Exercise task:
Reproduce all of the records below word for word, leaving out the pictures.

(Excerpts from a detection dataset)

____

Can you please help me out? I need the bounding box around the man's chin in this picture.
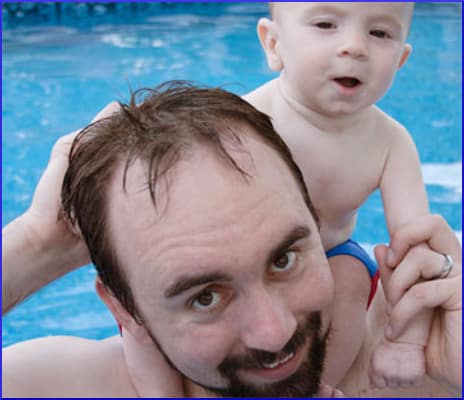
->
[237,342,309,387]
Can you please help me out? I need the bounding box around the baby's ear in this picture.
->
[257,18,284,71]
[95,276,152,344]
[398,43,412,69]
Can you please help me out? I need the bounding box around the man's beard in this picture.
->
[144,312,330,397]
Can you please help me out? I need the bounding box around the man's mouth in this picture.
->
[334,76,362,88]
[261,352,295,369]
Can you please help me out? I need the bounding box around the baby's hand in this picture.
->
[369,339,425,389]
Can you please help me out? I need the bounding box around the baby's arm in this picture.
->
[370,124,432,387]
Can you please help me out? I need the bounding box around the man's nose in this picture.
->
[239,289,297,353]
[337,32,368,60]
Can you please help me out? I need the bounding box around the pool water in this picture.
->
[2,3,462,346]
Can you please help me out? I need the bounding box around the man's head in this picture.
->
[258,2,414,116]
[63,84,333,395]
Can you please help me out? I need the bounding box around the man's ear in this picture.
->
[257,18,284,71]
[398,43,412,69]
[95,276,152,344]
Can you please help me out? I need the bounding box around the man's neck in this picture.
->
[276,77,371,133]
[122,330,186,397]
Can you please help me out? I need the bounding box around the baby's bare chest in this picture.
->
[290,134,385,215]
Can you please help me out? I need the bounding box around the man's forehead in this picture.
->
[105,133,316,280]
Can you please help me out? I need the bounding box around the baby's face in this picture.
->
[271,3,413,115]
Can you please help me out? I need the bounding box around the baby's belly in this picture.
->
[320,213,357,251]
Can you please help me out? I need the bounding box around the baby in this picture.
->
[245,2,431,387]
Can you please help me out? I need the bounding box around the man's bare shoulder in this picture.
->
[2,336,135,397]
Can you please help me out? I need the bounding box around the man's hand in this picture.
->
[2,103,119,314]
[375,215,462,394]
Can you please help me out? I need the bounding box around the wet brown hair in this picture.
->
[61,81,318,322]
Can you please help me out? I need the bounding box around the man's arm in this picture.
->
[2,103,119,314]
[2,132,89,314]
[375,215,462,397]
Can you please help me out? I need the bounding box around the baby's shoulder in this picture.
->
[371,106,409,137]
[243,79,277,114]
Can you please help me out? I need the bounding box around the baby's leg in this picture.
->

____

Result:
Can you please help me out? I need the bounding box around the man's chin in this picture.
->
[237,342,309,387]
Can you please help me out? I need the bounding box around the baby's ear in this picture.
->
[257,18,284,71]
[95,276,152,344]
[398,43,412,69]
Can you please help me out? I need the bounding box around the man's beard in this picture.
->
[144,312,330,397]
Can you please help me out? I need the bounding box around the man's mouth in this picture.
->
[334,76,362,88]
[261,352,295,369]
Can you please help me out? I need the bounding box around the baby's hand in this picture.
->
[369,339,425,389]
Can you please help me out? I need the bounding box around the baby's arm in this picture.
->
[370,124,432,387]
Can you please help me out? I need the bounding box around the man's nose in this picture.
->
[239,289,297,353]
[337,32,368,60]
Can you please help me out? I need the bounding box around the pool water in this picture.
->
[2,3,462,346]
Can you please help me out? I need the bounding box around the man's head in this picture.
->
[258,2,414,116]
[63,84,333,395]
Can you please help me out? I need the bounding box around the man's ear in this picture.
->
[257,18,284,71]
[398,43,412,69]
[95,276,152,344]
Can you please help me out? I need the bounding box around the man's neck in this picture.
->
[276,77,371,133]
[122,330,186,397]
Can you please help me out? I need the bounding box around the baby's bare chest in this picture.
->
[290,134,385,215]
Can you please help me out? I need the bounding box around the man's forehead in this picture.
->
[105,133,316,280]
Can you please help me out? I need the bounding box around the baby's face in this picture.
->
[271,3,413,115]
Can you please help me out? I need the bounding box around the baby's belly in this picture.
->
[320,213,357,251]
Can you please help me out? I need the bounding box around the baby in this picture.
->
[245,2,431,387]
Can you please help me out? I need the bounding box around the man's bare shoulder in this picture.
->
[2,336,135,397]
Can you please help me out? I need the bounding box around the man's hand in this picture.
->
[2,103,119,314]
[375,215,462,394]
Can you please help me out? I need the bounding box around the wet brown hair in this picture.
->
[61,81,318,322]
Can you please help me out? I need the bounding box around the man's arm in this picture.
->
[2,103,119,314]
[2,132,89,314]
[375,215,462,397]
Can you please help me out? I need the bounding box around the baby's shoulder in this picture.
->
[371,106,409,137]
[243,79,277,114]
Can you please help me out? I need the bounding box around the baby's leg in this picture.
->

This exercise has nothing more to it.